** BEGIN **
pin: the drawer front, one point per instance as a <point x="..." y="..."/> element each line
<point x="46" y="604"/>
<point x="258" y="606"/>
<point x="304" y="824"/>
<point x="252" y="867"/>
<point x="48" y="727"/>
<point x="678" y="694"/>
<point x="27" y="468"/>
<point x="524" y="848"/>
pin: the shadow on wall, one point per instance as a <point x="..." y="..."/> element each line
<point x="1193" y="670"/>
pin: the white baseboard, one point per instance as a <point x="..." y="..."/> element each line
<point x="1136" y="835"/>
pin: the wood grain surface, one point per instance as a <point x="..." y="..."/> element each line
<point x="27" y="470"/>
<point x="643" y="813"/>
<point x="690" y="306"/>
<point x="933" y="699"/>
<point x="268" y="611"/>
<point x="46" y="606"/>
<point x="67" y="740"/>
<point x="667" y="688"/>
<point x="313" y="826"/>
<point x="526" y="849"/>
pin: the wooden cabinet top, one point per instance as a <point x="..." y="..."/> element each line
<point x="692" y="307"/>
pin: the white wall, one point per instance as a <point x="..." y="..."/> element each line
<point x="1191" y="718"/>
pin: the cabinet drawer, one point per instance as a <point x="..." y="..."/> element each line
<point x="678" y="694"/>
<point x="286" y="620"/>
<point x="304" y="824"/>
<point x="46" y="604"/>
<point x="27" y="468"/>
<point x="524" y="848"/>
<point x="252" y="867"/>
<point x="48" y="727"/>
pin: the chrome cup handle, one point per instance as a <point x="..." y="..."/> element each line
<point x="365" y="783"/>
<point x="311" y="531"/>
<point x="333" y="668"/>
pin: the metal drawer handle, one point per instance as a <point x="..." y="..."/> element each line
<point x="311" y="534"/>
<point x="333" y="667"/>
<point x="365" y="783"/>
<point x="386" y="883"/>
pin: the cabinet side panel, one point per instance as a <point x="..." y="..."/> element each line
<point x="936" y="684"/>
** END **
Your goal: Return all of the data exactly as it reads.

Result of this exercise:
pin: the drawer front, one point per instance as a <point x="..." y="..."/> element each line
<point x="46" y="604"/>
<point x="258" y="606"/>
<point x="304" y="824"/>
<point x="252" y="867"/>
<point x="48" y="727"/>
<point x="678" y="694"/>
<point x="27" y="468"/>
<point x="524" y="848"/>
pin: the shadow on wall, one point per instance as a <point x="..." y="..."/> element each line
<point x="1193" y="670"/>
pin: the white baseboard, one point per instance as a <point x="..." y="..."/> element each line
<point x="1136" y="835"/>
pin: the wood grain surface, one point per instance as a <point x="..." y="..."/> element each line
<point x="27" y="470"/>
<point x="643" y="813"/>
<point x="690" y="306"/>
<point x="933" y="699"/>
<point x="268" y="611"/>
<point x="46" y="606"/>
<point x="67" y="740"/>
<point x="667" y="688"/>
<point x="313" y="826"/>
<point x="526" y="849"/>
pin: the wooden cabinet top, one point per instance as a <point x="..." y="..."/> element each line
<point x="692" y="307"/>
pin: the white wall, one point per instance as a <point x="..." y="..."/> element each line
<point x="1191" y="718"/>
pin: the cabinet drawer, one point per instance as a <point x="..." y="..."/> element each line
<point x="678" y="694"/>
<point x="286" y="620"/>
<point x="304" y="824"/>
<point x="46" y="604"/>
<point x="27" y="468"/>
<point x="524" y="848"/>
<point x="252" y="867"/>
<point x="48" y="727"/>
pin: the chrome cup handle, one point per instance as a <point x="..." y="..."/> element each line
<point x="365" y="783"/>
<point x="311" y="531"/>
<point x="333" y="668"/>
pin: the metal drawer handle, one point per instance as a <point x="..." y="..."/> element each line
<point x="311" y="534"/>
<point x="333" y="667"/>
<point x="365" y="783"/>
<point x="386" y="883"/>
pin: the cabinet side panel, one point per instance as a <point x="..." y="..."/> element each line
<point x="936" y="684"/>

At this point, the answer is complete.